• [Brief]: Your answer must match the material exactly, line for line.

• [Task material]:
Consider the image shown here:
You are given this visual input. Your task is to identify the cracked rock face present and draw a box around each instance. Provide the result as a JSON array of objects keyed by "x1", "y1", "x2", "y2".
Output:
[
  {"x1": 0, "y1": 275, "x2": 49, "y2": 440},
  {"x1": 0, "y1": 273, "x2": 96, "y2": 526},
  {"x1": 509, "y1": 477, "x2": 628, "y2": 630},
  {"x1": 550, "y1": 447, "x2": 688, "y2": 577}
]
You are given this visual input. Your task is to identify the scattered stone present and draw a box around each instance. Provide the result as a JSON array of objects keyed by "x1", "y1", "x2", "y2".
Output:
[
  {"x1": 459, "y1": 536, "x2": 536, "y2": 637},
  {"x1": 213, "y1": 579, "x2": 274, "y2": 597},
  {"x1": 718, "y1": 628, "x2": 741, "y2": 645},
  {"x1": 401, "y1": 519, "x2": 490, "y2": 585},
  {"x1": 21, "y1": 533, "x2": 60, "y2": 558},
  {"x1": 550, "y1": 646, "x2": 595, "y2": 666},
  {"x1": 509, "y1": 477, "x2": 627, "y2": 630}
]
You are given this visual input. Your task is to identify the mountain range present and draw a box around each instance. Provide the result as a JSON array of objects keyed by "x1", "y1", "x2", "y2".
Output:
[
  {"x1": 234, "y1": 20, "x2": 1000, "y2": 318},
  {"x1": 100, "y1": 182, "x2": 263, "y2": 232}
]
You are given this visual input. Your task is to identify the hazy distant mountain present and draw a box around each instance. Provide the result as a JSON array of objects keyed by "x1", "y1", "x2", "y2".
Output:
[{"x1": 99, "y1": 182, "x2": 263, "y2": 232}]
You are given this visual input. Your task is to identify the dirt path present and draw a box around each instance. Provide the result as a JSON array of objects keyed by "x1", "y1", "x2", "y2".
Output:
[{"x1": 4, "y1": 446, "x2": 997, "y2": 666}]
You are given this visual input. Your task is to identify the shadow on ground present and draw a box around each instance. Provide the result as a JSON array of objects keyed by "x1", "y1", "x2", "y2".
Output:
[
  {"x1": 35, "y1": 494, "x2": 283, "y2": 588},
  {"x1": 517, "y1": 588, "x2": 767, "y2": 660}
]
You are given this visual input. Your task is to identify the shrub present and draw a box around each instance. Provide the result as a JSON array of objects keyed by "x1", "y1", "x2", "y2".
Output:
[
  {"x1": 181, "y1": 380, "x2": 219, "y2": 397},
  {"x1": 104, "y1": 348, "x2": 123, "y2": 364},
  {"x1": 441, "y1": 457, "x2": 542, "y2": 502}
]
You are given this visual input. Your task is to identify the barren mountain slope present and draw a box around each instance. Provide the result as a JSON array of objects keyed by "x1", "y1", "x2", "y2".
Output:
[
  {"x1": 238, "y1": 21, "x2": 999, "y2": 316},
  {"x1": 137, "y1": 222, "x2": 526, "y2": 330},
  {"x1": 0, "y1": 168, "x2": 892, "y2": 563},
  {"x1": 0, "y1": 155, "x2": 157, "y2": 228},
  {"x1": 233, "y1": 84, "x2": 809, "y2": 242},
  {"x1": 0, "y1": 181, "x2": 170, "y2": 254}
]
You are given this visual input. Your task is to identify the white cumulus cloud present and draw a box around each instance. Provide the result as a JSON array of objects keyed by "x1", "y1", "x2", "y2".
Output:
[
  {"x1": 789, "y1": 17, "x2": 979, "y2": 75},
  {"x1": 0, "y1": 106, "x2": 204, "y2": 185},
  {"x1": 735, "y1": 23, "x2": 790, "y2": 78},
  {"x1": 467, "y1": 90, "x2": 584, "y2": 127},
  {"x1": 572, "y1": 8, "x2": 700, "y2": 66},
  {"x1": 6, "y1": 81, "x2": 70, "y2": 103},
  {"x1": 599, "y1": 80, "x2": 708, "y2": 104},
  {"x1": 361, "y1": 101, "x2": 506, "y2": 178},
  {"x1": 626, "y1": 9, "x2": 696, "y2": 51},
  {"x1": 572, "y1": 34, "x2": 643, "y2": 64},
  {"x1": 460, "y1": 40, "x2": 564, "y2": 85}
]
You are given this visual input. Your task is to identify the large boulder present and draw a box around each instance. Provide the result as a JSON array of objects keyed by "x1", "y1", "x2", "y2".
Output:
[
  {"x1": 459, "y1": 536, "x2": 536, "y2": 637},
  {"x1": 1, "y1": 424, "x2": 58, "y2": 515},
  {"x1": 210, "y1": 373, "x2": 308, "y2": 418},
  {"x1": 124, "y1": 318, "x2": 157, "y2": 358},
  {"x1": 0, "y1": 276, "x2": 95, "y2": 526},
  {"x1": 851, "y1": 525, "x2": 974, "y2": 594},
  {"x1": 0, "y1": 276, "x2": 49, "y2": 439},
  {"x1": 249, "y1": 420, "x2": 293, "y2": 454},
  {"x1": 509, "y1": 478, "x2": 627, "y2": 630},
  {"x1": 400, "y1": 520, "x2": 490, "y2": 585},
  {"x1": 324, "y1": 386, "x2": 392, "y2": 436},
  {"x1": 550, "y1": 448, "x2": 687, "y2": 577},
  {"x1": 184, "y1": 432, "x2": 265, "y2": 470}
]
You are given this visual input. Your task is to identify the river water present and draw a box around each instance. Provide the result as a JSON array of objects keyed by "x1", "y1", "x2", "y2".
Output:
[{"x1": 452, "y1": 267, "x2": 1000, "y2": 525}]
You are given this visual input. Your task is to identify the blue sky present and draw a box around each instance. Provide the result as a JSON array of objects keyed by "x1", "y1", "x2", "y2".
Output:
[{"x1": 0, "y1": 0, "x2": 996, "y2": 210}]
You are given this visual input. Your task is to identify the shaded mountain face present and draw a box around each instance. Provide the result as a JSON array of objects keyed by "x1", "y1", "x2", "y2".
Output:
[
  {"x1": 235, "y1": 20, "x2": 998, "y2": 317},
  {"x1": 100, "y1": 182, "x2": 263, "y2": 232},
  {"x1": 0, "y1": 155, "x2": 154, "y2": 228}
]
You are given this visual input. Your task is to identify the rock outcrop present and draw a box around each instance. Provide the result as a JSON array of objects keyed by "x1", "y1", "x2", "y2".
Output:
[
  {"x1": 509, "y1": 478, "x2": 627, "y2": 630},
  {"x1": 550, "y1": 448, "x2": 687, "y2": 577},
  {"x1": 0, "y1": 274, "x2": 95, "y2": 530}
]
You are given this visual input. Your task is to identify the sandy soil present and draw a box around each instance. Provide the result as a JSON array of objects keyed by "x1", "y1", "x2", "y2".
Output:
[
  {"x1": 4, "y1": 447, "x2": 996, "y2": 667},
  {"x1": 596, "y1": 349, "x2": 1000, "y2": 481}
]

• [Written response]:
Consider the image shown here:
You are given this visual input. Your task is to identify the cracked rock face present and draw a box around each instance. Provide the result as a JSON array of objects keyed by "x1", "y1", "x2", "y2".
Output:
[
  {"x1": 0, "y1": 275, "x2": 49, "y2": 440},
  {"x1": 0, "y1": 273, "x2": 96, "y2": 526},
  {"x1": 509, "y1": 477, "x2": 628, "y2": 630},
  {"x1": 550, "y1": 447, "x2": 688, "y2": 577}
]
You are given this visual input. Your task is to identify the scattered stone present and draw a box around each instance. Provide the result as a JSON array of objects keyed by "x1", "y1", "x2", "y2".
Output:
[
  {"x1": 459, "y1": 536, "x2": 536, "y2": 637},
  {"x1": 213, "y1": 579, "x2": 274, "y2": 597},
  {"x1": 718, "y1": 628, "x2": 741, "y2": 645},
  {"x1": 401, "y1": 519, "x2": 490, "y2": 585},
  {"x1": 21, "y1": 533, "x2": 60, "y2": 558},
  {"x1": 550, "y1": 646, "x2": 595, "y2": 666},
  {"x1": 509, "y1": 477, "x2": 627, "y2": 630}
]
You are given this visual input. Your task is to identify the mountain range present and draw a box around each instance. Provide the result as a JSON array of objects keyed by "x1", "y1", "x2", "y2".
Output:
[
  {"x1": 234, "y1": 20, "x2": 1000, "y2": 318},
  {"x1": 100, "y1": 182, "x2": 263, "y2": 232}
]
You are given this visual input. Your task is to identify the hazy distant mountain present and draw a box around each instance. Provide the result as a JSON array of objects keyed by "x1", "y1", "x2", "y2".
Output:
[{"x1": 99, "y1": 182, "x2": 263, "y2": 232}]
You are given this visual input. Your task is to identify the dirt path present and draw a box around each instance. Provide the result as a JSON array of objects keyed by "x1", "y1", "x2", "y2".
Output:
[{"x1": 4, "y1": 446, "x2": 997, "y2": 666}]
You are given this visual input. Your task is to identify the shadow on ground present and draw a box around each instance. Provide the result as a JSON array of objects keyed by "x1", "y1", "x2", "y2".
Output:
[
  {"x1": 35, "y1": 494, "x2": 283, "y2": 588},
  {"x1": 517, "y1": 588, "x2": 767, "y2": 660}
]
You are given this visual input. Your task is to identify the shrub present and draw a box around each instance. Provide the result as a JSON array of objects keyed by "x1", "y1", "x2", "y2".
Output:
[
  {"x1": 181, "y1": 380, "x2": 219, "y2": 397},
  {"x1": 104, "y1": 348, "x2": 123, "y2": 364},
  {"x1": 441, "y1": 457, "x2": 542, "y2": 502}
]
You are given this visual input. Your task is to identify the barren mountain slope present and draw a box around each instance. Provide the result as a JSON array of objects keyed by "x1", "y1", "x2", "y2".
Output:
[
  {"x1": 238, "y1": 21, "x2": 999, "y2": 316},
  {"x1": 137, "y1": 222, "x2": 526, "y2": 330},
  {"x1": 0, "y1": 168, "x2": 892, "y2": 563},
  {"x1": 0, "y1": 155, "x2": 157, "y2": 228},
  {"x1": 233, "y1": 84, "x2": 809, "y2": 242},
  {"x1": 0, "y1": 181, "x2": 170, "y2": 254}
]
You are given this visual input. Your task is to identify the white cumulus cloud present and draw a box around each instance. Provide the result as a JSON array of objects keyed by "x1", "y1", "x2", "y2".
Output:
[
  {"x1": 789, "y1": 17, "x2": 979, "y2": 75},
  {"x1": 0, "y1": 106, "x2": 204, "y2": 185},
  {"x1": 735, "y1": 23, "x2": 790, "y2": 78},
  {"x1": 467, "y1": 90, "x2": 584, "y2": 127},
  {"x1": 572, "y1": 8, "x2": 700, "y2": 66},
  {"x1": 6, "y1": 81, "x2": 70, "y2": 103},
  {"x1": 599, "y1": 80, "x2": 708, "y2": 104},
  {"x1": 361, "y1": 101, "x2": 506, "y2": 178},
  {"x1": 626, "y1": 9, "x2": 696, "y2": 51},
  {"x1": 572, "y1": 34, "x2": 643, "y2": 64},
  {"x1": 460, "y1": 40, "x2": 564, "y2": 85}
]
You are given this visual input. Your task is to identify the large boulder present and draw a box around each instance. Provide the result as a JSON array of objects keyed by "x1", "y1", "x2", "y2".
Output:
[
  {"x1": 459, "y1": 536, "x2": 536, "y2": 637},
  {"x1": 1, "y1": 424, "x2": 58, "y2": 515},
  {"x1": 210, "y1": 373, "x2": 308, "y2": 418},
  {"x1": 124, "y1": 318, "x2": 157, "y2": 358},
  {"x1": 0, "y1": 276, "x2": 95, "y2": 526},
  {"x1": 851, "y1": 525, "x2": 974, "y2": 594},
  {"x1": 0, "y1": 276, "x2": 49, "y2": 439},
  {"x1": 249, "y1": 420, "x2": 293, "y2": 454},
  {"x1": 509, "y1": 478, "x2": 627, "y2": 630},
  {"x1": 400, "y1": 520, "x2": 490, "y2": 585},
  {"x1": 324, "y1": 386, "x2": 392, "y2": 436},
  {"x1": 550, "y1": 448, "x2": 687, "y2": 577},
  {"x1": 184, "y1": 432, "x2": 265, "y2": 470}
]
You are given this visual input. Your task is to identify the river water present and draw a box around each instance. Provide the result as a JSON array of objects keyed by "x1", "y1", "x2", "y2".
Output:
[{"x1": 452, "y1": 267, "x2": 1000, "y2": 525}]
You are given this visual input. Your task is to identify the blue sky present and draw a box around each instance. Provide the result as a JSON array of objects keyed by "x1", "y1", "x2", "y2".
Output:
[{"x1": 0, "y1": 0, "x2": 996, "y2": 210}]
You are given this visual input. Your task is to identify the shaded mountain face present and draw a box around each instance. Provide the result as a JSON array of objects keyed by "x1", "y1", "x2", "y2".
Output:
[
  {"x1": 235, "y1": 20, "x2": 998, "y2": 317},
  {"x1": 100, "y1": 182, "x2": 263, "y2": 232},
  {"x1": 0, "y1": 155, "x2": 154, "y2": 228}
]
You are given this visual input. Your task is to identify the rock outcrop present and draw a box around each instance. Provide the result as a JSON array of objects keyed by "x1", "y1", "x2", "y2".
Output:
[
  {"x1": 509, "y1": 478, "x2": 627, "y2": 630},
  {"x1": 550, "y1": 448, "x2": 687, "y2": 577},
  {"x1": 0, "y1": 274, "x2": 95, "y2": 530}
]
You are given this visual input. Your task is to identify the sandy soil present and draw a box around each instance. Provide the result as a JSON array of objects keyed by "x1", "y1", "x2", "y2".
Output:
[
  {"x1": 4, "y1": 447, "x2": 996, "y2": 667},
  {"x1": 596, "y1": 349, "x2": 1000, "y2": 481}
]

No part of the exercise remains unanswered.